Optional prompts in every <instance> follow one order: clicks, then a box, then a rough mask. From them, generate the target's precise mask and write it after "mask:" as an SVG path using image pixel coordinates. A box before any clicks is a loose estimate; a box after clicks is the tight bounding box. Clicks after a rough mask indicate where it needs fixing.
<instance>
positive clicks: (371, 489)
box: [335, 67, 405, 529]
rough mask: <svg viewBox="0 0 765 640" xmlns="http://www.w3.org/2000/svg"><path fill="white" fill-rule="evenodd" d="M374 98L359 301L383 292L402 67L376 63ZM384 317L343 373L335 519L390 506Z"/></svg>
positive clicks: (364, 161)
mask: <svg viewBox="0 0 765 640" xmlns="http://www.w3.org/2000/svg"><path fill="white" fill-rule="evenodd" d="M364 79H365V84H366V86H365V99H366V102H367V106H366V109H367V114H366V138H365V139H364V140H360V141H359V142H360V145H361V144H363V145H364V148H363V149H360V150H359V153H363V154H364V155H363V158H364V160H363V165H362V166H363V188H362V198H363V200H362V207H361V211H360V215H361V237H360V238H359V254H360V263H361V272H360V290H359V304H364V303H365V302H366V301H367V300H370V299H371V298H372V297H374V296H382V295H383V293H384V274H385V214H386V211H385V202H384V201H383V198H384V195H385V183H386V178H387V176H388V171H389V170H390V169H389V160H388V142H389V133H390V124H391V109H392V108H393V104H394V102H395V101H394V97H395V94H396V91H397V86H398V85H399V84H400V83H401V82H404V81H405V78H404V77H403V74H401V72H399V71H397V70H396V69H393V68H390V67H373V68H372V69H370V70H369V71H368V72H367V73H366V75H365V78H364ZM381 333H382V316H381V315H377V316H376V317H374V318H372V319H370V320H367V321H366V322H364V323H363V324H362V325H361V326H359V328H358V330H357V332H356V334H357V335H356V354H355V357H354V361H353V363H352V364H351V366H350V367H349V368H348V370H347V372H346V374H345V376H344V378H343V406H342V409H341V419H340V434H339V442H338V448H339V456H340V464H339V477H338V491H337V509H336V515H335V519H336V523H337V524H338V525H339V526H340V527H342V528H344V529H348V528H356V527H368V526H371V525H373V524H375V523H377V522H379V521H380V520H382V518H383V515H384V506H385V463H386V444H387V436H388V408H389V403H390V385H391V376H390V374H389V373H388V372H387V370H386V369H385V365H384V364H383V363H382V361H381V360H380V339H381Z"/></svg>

Brief →
Output the records in full, exactly.

Answer to this task →
Optional prompts in every <instance> follow one order: clicks, then a box, then a rough mask. From them, generate the target's precise mask and write it after "mask:" as an SVG path using image pixel coordinates. A box before any clicks is a loose estimate; a box after clicks is the tight bounding box. Clicks after a rough mask indicate where it needs fixing.
<instance>
positive clicks: (371, 489)
box: [335, 67, 405, 529]
rough mask: <svg viewBox="0 0 765 640" xmlns="http://www.w3.org/2000/svg"><path fill="white" fill-rule="evenodd" d="M374 98L359 301L383 292L402 67L376 63ZM384 317L343 373L335 519L390 506Z"/></svg>
positive clicks: (364, 161)
mask: <svg viewBox="0 0 765 640" xmlns="http://www.w3.org/2000/svg"><path fill="white" fill-rule="evenodd" d="M364 79H365V84H366V86H365V99H366V102H367V106H366V109H367V114H366V138H365V139H364V140H360V141H359V142H360V145H361V144H363V145H364V148H363V149H360V150H359V153H363V154H364V155H363V158H364V160H363V165H362V166H363V188H362V198H363V200H362V207H361V211H360V215H361V237H360V238H359V254H360V263H361V272H360V290H359V304H364V303H365V302H366V301H367V300H370V299H371V298H372V297H374V296H382V295H383V293H384V274H385V214H386V211H385V202H384V201H383V198H384V195H385V183H386V178H387V176H388V171H389V170H390V169H389V160H388V142H389V133H390V124H391V109H392V108H393V104H394V102H395V101H394V97H395V94H396V91H397V86H398V85H399V84H400V83H401V82H404V81H405V78H404V77H403V74H401V72H399V71H397V70H396V69H393V68H390V67H373V68H372V69H370V70H369V71H368V72H367V73H366V75H365V78H364ZM381 333H382V316H381V315H377V316H376V317H374V318H372V319H370V320H367V321H366V322H364V323H363V324H362V325H361V326H359V328H358V330H357V332H356V334H357V335H356V354H355V357H354V361H353V363H352V364H351V366H350V367H349V368H348V370H347V372H346V374H345V376H344V378H343V406H342V409H341V419H340V434H339V442H338V448H339V456H340V464H339V477H338V491H337V509H336V515H335V519H336V523H337V524H338V525H339V526H340V527H342V528H344V529H348V528H356V527H368V526H371V525H373V524H375V523H377V522H379V521H380V520H382V518H383V515H384V506H385V463H386V444H387V436H388V408H389V403H390V385H391V376H390V374H389V373H388V372H387V370H386V369H385V365H384V364H383V363H382V361H381V360H380V339H381Z"/></svg>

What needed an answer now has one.